--- START OF THE RECORDS ---

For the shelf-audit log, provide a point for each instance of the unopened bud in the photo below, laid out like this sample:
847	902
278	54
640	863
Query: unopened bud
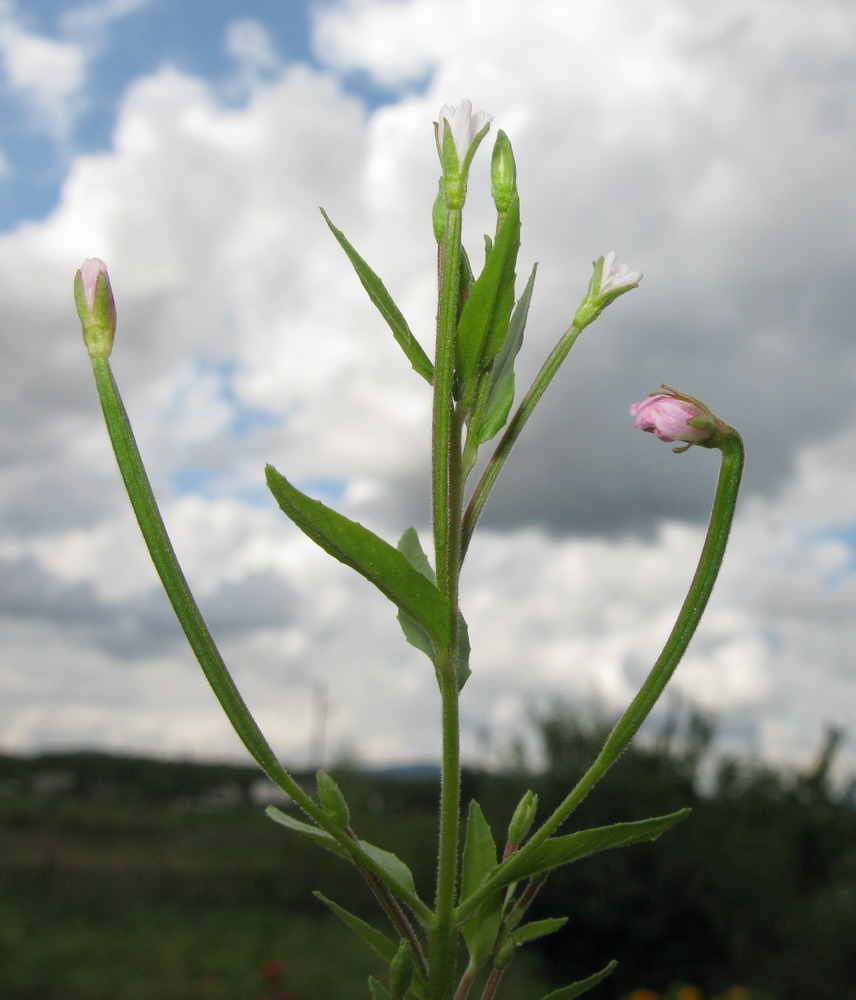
503	173
96	307
671	416
523	817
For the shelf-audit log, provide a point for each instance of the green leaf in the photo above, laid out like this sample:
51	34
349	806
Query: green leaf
500	395
379	992
577	989
313	833
396	874
332	800
563	850
375	939
411	548
396	871
485	316
388	309
479	860
362	550
379	943
537	928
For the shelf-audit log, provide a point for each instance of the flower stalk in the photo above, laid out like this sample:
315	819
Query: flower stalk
480	895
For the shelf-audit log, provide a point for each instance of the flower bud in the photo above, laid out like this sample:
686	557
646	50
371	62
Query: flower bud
503	173
458	133
96	308
671	416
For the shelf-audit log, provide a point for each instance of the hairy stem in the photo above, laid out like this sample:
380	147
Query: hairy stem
710	562
512	432
190	618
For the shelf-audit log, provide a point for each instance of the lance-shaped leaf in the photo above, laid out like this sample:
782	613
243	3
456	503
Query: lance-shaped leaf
577	989
411	548
375	939
484	319
535	929
499	391
396	874
362	550
386	306
379	943
563	850
479	860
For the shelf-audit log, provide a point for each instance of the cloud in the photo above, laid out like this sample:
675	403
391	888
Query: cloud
712	151
47	74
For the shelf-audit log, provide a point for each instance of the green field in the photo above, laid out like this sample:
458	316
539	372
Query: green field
125	879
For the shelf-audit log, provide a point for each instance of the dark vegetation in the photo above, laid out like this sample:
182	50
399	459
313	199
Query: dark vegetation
134	879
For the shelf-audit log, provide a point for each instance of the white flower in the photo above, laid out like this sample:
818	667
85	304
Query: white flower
464	125
615	276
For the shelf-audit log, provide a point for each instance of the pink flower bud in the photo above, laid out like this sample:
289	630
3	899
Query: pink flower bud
671	416
96	307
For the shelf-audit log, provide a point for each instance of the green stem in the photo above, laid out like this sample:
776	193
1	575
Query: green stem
512	432
698	595
190	618
447	502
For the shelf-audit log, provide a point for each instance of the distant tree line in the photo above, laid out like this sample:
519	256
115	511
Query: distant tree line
757	887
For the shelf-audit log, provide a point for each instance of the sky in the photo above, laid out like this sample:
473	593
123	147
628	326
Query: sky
190	145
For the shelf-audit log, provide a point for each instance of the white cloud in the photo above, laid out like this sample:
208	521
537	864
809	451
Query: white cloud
711	150
49	74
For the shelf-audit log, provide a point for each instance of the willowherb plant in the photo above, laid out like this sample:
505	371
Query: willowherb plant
476	920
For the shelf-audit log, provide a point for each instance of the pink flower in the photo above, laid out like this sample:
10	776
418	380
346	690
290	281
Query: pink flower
667	415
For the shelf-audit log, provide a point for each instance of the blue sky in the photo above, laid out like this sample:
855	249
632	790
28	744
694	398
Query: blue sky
136	40
190	146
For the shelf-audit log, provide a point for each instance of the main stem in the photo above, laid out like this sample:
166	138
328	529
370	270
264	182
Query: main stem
512	433
447	490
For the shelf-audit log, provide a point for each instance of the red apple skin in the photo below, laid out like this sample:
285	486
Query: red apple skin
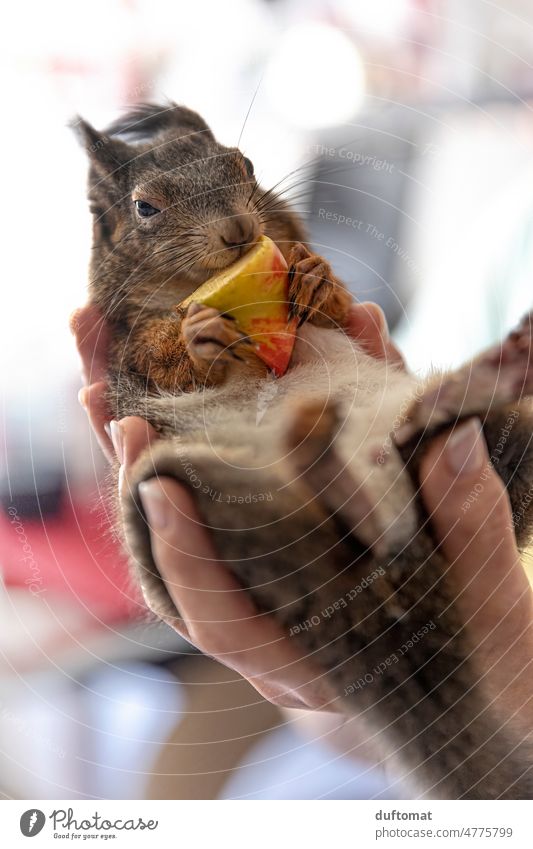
254	291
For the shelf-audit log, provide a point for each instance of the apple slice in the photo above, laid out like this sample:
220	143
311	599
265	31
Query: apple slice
254	291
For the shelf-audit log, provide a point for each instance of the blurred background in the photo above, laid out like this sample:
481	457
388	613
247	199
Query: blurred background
403	131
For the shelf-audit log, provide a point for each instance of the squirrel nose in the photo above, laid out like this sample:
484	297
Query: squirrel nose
238	231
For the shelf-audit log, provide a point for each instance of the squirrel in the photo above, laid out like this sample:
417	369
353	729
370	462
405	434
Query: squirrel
308	484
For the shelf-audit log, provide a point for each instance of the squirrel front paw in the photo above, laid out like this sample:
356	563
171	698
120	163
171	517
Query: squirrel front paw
315	294
213	339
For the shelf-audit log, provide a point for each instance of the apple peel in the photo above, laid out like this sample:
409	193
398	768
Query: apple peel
254	291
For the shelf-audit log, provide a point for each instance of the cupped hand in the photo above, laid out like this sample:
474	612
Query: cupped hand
217	616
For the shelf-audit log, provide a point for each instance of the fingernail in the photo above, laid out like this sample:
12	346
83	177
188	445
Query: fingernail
82	397
465	449
155	503
115	434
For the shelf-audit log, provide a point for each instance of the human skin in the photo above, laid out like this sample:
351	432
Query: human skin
485	569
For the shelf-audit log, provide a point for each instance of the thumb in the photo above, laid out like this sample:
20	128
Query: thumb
470	513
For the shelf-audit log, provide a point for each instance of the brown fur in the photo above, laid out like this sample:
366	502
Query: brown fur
310	500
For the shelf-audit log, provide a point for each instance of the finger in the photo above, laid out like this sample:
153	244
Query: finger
469	509
218	613
132	435
368	326
92	399
92	339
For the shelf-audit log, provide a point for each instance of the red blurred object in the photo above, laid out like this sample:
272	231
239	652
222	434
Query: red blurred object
73	554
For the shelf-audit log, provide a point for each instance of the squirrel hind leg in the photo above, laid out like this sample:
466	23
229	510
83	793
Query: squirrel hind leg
509	435
499	376
355	491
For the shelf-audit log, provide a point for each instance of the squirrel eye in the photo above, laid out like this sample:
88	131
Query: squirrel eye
145	209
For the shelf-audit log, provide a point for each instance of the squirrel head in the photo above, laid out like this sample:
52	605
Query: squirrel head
170	204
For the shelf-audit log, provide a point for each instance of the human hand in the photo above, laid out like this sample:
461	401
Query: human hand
217	616
470	512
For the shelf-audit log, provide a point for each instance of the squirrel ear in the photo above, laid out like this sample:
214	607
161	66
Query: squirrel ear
106	154
146	120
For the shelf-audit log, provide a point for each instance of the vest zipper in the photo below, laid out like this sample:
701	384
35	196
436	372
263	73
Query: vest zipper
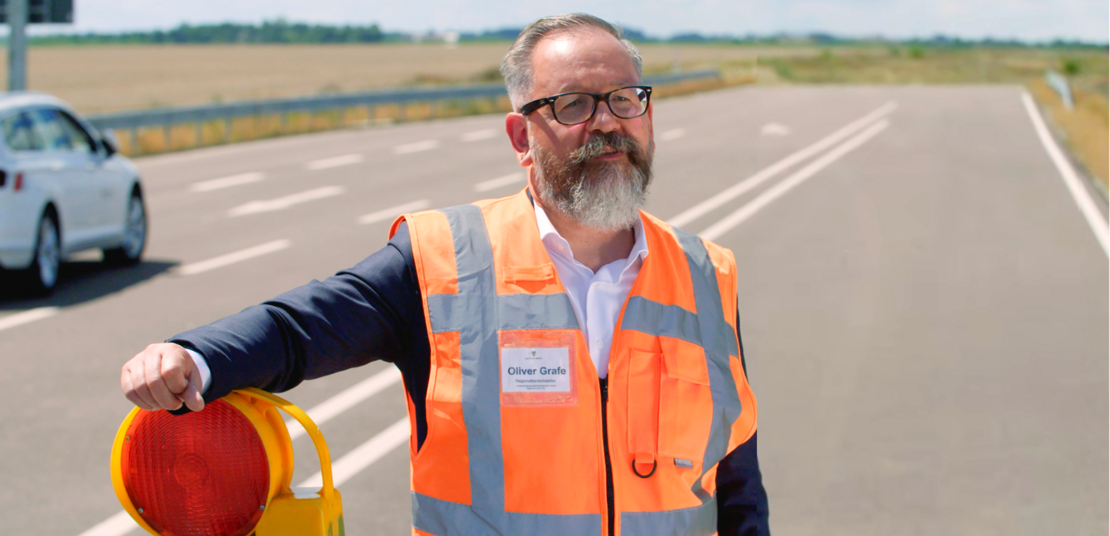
608	463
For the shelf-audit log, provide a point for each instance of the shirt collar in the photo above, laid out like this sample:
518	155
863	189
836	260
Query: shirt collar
552	240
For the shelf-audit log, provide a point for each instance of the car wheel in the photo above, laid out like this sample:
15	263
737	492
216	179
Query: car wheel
134	234
42	273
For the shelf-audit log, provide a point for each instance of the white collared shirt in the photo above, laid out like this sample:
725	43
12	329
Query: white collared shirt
596	297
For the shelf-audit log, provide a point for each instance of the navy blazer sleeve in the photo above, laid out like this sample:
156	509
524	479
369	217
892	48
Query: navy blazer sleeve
371	312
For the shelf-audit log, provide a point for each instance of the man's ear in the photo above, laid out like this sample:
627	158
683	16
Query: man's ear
516	127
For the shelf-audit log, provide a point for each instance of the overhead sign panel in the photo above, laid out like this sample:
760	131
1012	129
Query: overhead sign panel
43	11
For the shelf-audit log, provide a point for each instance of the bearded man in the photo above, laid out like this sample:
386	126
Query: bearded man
573	364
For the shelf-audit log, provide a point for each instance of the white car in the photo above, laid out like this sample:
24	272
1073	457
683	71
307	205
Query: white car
63	189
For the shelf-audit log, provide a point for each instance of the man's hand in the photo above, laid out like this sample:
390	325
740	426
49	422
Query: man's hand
162	377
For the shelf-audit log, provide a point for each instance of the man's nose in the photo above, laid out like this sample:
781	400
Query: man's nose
604	120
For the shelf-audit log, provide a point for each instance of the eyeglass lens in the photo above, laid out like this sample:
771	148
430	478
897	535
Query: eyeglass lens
577	108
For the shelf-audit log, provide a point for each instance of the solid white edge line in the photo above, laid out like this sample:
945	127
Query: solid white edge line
737	190
345	400
118	525
748	210
1070	179
27	316
333	162
394	211
498	182
363	455
282	203
233	258
226	182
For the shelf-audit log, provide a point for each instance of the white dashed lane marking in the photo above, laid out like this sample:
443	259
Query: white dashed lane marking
333	162
480	134
394	211
417	147
27	317
280	203
775	129
501	181
233	258
228	181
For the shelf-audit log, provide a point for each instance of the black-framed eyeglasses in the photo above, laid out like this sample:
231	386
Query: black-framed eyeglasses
578	108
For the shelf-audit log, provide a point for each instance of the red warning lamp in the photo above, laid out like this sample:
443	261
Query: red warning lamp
224	471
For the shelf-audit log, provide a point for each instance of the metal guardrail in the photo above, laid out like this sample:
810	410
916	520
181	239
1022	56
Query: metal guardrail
1060	84
170	117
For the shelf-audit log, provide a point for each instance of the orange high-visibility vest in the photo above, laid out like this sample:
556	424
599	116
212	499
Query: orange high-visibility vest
515	440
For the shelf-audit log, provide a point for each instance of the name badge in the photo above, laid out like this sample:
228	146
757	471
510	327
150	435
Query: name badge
537	368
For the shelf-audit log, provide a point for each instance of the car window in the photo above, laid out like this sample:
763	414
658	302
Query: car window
79	138
19	133
49	124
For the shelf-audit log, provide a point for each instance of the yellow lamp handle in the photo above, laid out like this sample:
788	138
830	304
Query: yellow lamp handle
300	416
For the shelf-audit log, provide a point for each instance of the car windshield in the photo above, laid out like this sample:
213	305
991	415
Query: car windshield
19	133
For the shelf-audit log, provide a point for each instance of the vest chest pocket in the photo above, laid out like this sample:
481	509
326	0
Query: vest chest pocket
669	404
685	401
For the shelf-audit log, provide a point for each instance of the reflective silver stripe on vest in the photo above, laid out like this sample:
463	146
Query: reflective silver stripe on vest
718	340
658	320
477	337
445	518
452	312
697	521
476	312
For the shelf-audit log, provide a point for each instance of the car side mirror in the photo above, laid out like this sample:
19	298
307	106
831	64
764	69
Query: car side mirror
110	142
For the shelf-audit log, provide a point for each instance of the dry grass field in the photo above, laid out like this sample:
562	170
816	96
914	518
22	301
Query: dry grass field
109	78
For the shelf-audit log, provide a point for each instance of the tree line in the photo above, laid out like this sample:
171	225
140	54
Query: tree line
281	31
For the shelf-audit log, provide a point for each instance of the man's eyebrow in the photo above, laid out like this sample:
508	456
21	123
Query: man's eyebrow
571	88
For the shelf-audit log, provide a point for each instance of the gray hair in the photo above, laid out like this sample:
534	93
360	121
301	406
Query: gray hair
516	67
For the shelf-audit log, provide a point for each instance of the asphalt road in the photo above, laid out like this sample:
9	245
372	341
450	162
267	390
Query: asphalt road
924	306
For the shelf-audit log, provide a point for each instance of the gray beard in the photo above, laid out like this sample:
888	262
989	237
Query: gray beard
596	194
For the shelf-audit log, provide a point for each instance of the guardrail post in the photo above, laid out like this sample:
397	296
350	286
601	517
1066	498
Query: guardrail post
472	99
1060	84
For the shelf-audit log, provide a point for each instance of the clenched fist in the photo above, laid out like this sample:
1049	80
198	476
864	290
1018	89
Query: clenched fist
163	376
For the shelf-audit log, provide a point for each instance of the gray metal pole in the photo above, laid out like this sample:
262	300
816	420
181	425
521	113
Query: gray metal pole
17	44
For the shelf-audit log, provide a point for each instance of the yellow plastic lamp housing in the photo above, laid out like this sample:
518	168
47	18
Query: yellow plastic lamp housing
224	471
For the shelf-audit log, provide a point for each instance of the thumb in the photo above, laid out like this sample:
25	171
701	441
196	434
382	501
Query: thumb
192	395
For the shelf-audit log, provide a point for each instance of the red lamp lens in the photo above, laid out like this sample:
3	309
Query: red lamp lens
199	474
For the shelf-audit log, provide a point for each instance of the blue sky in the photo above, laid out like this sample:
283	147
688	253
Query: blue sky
1037	20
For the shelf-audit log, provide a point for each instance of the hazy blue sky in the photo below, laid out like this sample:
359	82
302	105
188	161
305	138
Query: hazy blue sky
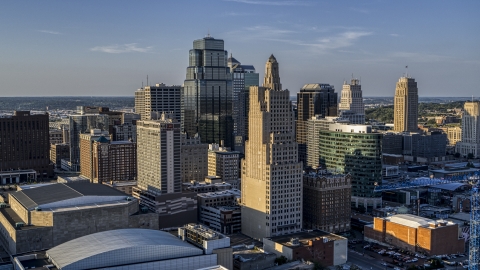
109	47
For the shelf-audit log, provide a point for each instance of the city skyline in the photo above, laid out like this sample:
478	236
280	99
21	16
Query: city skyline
108	49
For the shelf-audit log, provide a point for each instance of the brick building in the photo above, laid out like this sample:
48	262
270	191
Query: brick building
25	144
58	152
316	246
416	234
326	202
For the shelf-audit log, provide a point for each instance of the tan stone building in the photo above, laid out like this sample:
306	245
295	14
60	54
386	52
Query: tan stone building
405	115
194	158
86	151
416	234
317	246
454	134
470	142
326	202
352	100
158	155
58	152
158	99
223	163
271	173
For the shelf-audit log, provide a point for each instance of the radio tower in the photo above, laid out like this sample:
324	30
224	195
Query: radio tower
475	229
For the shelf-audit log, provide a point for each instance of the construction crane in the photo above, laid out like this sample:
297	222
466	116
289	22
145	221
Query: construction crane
473	178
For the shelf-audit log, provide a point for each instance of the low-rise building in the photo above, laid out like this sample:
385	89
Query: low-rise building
315	246
326	202
209	241
248	257
49	215
123	249
416	234
220	210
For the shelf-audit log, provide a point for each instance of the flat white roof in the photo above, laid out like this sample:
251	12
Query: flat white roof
410	220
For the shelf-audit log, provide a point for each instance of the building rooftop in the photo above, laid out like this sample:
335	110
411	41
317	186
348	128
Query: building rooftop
451	186
304	237
53	195
120	247
414	221
410	220
232	192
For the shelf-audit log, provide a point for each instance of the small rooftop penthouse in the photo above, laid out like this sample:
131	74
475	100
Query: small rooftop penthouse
330	249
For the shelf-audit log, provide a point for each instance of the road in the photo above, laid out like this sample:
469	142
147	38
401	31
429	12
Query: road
365	262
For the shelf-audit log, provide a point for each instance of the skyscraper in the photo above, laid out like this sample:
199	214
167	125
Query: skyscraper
356	150
207	107
158	155
82	122
313	99
405	115
351	102
24	144
159	98
470	142
243	76
271	173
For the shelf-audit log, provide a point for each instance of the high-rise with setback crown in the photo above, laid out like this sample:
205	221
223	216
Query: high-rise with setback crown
207	94
313	99
405	115
351	102
271	173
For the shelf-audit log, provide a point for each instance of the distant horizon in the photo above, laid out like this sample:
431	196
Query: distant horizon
456	97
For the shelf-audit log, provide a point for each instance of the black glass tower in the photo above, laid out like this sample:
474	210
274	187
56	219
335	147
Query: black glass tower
207	95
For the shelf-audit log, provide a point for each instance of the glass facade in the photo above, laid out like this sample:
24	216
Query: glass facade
207	95
358	154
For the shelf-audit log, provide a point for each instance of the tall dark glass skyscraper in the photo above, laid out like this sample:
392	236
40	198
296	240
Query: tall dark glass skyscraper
207	94
313	99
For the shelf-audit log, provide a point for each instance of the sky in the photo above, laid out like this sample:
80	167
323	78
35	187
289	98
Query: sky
107	48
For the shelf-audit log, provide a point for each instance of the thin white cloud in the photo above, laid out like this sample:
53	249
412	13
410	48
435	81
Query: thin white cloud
49	32
320	45
361	10
339	41
237	14
420	57
272	3
125	48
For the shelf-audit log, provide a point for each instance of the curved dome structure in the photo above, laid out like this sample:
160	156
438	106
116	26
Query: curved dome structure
119	247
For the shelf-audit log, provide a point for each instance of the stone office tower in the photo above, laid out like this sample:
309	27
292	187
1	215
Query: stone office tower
405	114
207	94
271	173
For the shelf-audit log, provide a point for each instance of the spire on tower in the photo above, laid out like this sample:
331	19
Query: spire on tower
272	76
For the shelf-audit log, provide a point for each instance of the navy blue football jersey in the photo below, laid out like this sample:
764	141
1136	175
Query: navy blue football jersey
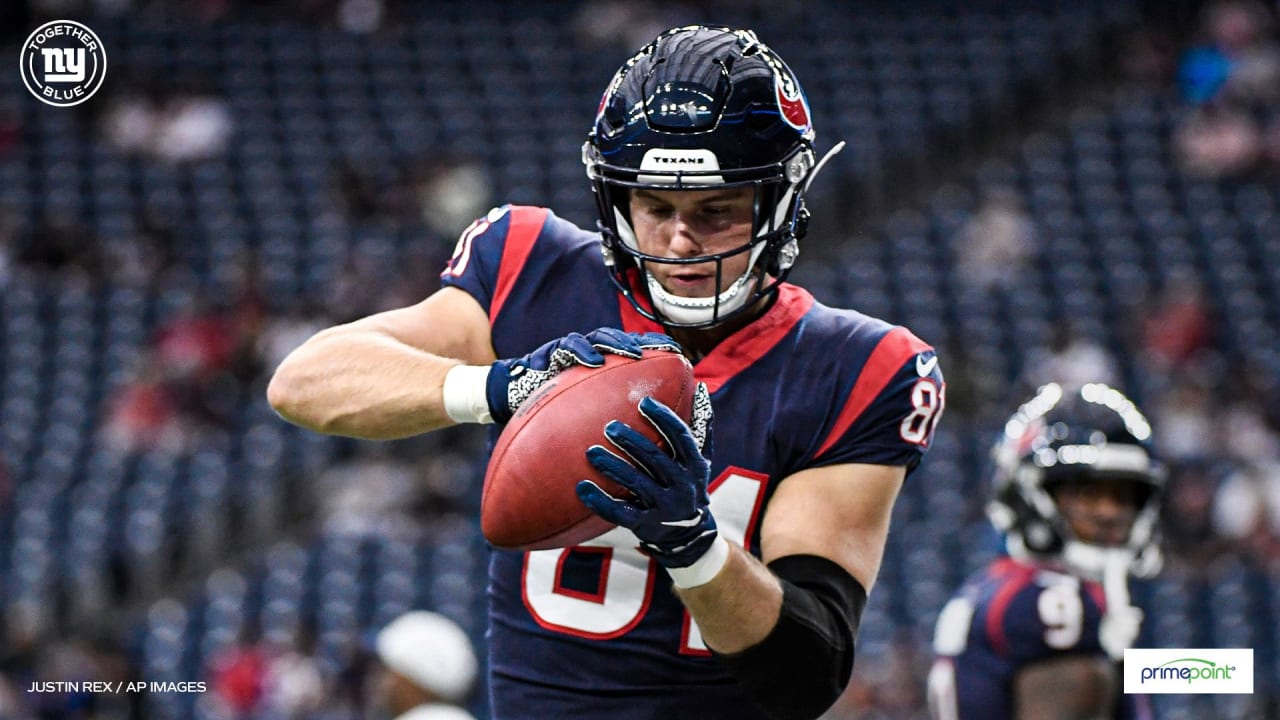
1010	615
595	630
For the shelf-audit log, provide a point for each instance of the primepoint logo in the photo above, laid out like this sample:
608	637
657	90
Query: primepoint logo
1188	670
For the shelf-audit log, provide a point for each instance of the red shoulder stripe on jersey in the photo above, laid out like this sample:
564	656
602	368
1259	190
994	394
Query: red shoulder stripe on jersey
895	349
1022	574
1098	593
526	223
743	349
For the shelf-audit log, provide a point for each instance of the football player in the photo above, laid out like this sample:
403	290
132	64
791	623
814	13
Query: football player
1040	633
736	578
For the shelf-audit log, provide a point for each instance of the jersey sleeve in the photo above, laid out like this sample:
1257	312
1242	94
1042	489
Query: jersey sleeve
892	409
478	256
492	253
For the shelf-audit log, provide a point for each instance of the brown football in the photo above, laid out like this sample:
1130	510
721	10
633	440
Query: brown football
529	499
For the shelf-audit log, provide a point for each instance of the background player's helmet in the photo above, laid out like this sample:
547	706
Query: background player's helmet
698	108
1064	436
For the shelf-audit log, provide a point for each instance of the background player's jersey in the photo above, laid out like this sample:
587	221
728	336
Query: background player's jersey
1010	615
595	630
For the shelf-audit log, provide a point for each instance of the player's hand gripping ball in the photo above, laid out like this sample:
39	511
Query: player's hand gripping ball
529	500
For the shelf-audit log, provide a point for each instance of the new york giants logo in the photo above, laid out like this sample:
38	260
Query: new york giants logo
63	63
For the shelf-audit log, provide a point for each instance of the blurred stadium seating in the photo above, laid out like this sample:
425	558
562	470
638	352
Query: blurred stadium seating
179	551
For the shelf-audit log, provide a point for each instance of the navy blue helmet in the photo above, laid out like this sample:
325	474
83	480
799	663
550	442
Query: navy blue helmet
703	108
1069	436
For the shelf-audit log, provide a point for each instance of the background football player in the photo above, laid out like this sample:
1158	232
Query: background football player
700	156
1038	633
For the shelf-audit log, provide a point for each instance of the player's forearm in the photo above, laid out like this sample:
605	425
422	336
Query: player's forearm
360	382
739	607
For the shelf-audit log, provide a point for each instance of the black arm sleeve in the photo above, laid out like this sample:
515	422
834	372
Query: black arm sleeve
799	670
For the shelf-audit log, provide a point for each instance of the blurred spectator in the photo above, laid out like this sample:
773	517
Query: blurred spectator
1183	415
1247	510
144	415
1217	141
997	241
174	126
287	329
1072	359
374	492
621	23
1178	326
1230	77
452	194
428	668
1187	516
357	190
237	677
295	686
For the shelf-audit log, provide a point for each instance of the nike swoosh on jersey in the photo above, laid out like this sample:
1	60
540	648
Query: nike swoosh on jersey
924	367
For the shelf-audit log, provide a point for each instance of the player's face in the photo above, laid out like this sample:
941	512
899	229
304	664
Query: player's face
693	223
1100	511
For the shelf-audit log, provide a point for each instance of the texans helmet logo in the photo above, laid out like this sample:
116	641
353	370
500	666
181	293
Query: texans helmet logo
792	104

--- END OF THE RECORDS ---

● **GIVEN EXERCISE**
Repeat the line containing "the black arm" and all subsequent lines through the final line of the data, exactly and with no others.

● **WRITTEN RESPONSE**
For the shelf-audit log, provide a point for each instance of the black arm sleeve in the photo above, laid out like this sample:
515	422
834	372
Query: black arm sleeve
799	670
For the shelf-audit log, provide a point for each instance of the blurred spectator in the photo above, laid out like this sample:
773	517
Query: blurred spectator
1183	415
1247	510
144	415
1217	141
997	241
174	126
287	329
1072	359
374	492
621	23
1178	326
1230	77
452	194
428	668
1187	516
357	190
237	677
295	686
For the shelf-audit log, provide a point for each instance of the nike swoosh on jersey in the photo above, laid out like this sample:
1	60
540	648
Query: nike swoosh on jersey
924	367
For the shelf-audit log, provide a point for each instance of the player's face in the photo above, laid out like this sample:
941	512
899	229
304	664
Query: player's face
693	223
1100	511
For the shelf-audit log, provide a point for each instance of the texans helmet logo in the photo above, laid out like this sample:
116	641
353	370
500	666
181	293
Query: texans helmet logo
792	104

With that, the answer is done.